▶ [PROVIDED INFORMATION]

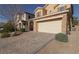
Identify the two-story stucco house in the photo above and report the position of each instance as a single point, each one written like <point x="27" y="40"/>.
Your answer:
<point x="53" y="18"/>
<point x="23" y="20"/>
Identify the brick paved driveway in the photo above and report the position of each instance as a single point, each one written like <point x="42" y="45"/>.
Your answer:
<point x="28" y="42"/>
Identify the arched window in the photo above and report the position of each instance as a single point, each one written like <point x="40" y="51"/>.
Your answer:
<point x="61" y="7"/>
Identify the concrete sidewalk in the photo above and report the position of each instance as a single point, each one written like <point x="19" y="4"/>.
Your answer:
<point x="28" y="42"/>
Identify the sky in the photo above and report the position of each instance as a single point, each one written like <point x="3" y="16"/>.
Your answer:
<point x="31" y="7"/>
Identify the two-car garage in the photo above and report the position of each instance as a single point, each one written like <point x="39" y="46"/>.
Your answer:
<point x="51" y="26"/>
<point x="56" y="23"/>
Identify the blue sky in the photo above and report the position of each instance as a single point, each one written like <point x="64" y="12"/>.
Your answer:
<point x="31" y="7"/>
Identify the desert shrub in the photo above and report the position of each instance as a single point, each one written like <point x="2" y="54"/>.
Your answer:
<point x="8" y="27"/>
<point x="61" y="37"/>
<point x="16" y="33"/>
<point x="5" y="34"/>
<point x="22" y="29"/>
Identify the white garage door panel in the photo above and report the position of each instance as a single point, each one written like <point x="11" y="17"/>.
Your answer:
<point x="50" y="26"/>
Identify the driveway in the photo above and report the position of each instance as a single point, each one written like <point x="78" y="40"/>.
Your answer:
<point x="28" y="42"/>
<point x="59" y="47"/>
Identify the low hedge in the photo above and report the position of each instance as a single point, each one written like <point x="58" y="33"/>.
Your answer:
<point x="61" y="37"/>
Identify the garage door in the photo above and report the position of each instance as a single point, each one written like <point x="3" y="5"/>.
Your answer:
<point x="50" y="26"/>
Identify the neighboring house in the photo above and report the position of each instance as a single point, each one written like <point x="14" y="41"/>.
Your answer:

▶ [PROBLEM REQUIREMENTS] Repeat all of the entries word for word, but omit the pictures.

▶ [SOLUTION FOR THIS EXERCISE]
Identify the two-story stucco house in the photo above and report the position of each instance as a single point, each one written like <point x="27" y="40"/>.
Your answer:
<point x="53" y="18"/>
<point x="23" y="20"/>
Identify the brick paved driveway in the photo above and report the position of each instance as a single point, each one written like <point x="42" y="45"/>.
Your answer:
<point x="28" y="42"/>
Identify the arched window in the photo above and report the position of each instance as a single point, each one written like <point x="40" y="51"/>.
Your answer:
<point x="61" y="7"/>
Identify the concrete sidewalk in the photo above and report the position of each instance as a single point, each one written like <point x="19" y="4"/>.
Your answer:
<point x="28" y="42"/>
Identify the sky in the photo above and report the position of each instance as a single point, each one written like <point x="3" y="16"/>.
Your answer:
<point x="31" y="7"/>
Identify the two-car garage in the photo above and report the position of each instance as a single point, each one written like <point x="39" y="46"/>.
Your answer:
<point x="51" y="26"/>
<point x="56" y="23"/>
Identify the blue sky in the photo above and report the position of each instance as a single point, each one written like <point x="64" y="12"/>.
Your answer:
<point x="31" y="7"/>
Identify the desert shrub in the photo above and report the position of each instance as a single point, each one written like <point x="2" y="54"/>.
Your answer:
<point x="8" y="27"/>
<point x="61" y="37"/>
<point x="16" y="33"/>
<point x="5" y="34"/>
<point x="22" y="29"/>
Identify the white garage door panel in the photo above and report the position of each instance as a single point, each one written like <point x="11" y="17"/>.
Your answer:
<point x="50" y="26"/>
Identify the driveway in the photo above and report the position of each instance as a single point, each one written like <point x="78" y="40"/>.
Your answer:
<point x="28" y="42"/>
<point x="59" y="47"/>
Identify the low hedge in the photo above and report the position of each instance as a single point, each one written like <point x="58" y="33"/>.
Your answer:
<point x="61" y="37"/>
Identify the garage door in the photo above and report the position of each instance as a single point, each one written like <point x="3" y="5"/>.
Your answer:
<point x="50" y="26"/>
Identify the neighboring house in the photo above and report the position of each instance as a single point, each one written like <point x="14" y="41"/>.
Your answer:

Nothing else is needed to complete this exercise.